PROBLEM REQUIREMENTS: Working from the records beneath this line, reproduce each one exactly.

(Data records)
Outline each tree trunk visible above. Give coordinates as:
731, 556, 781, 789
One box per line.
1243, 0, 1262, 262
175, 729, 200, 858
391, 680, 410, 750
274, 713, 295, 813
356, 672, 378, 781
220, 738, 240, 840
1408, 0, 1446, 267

TASK ANSWER:
Outline each tree trunk visible above. Give coordinates as:
731, 556, 781, 789
One box per line.
1243, 0, 1262, 262
175, 729, 200, 858
391, 680, 410, 750
274, 713, 295, 813
356, 672, 378, 781
220, 738, 240, 840
1408, 0, 1446, 267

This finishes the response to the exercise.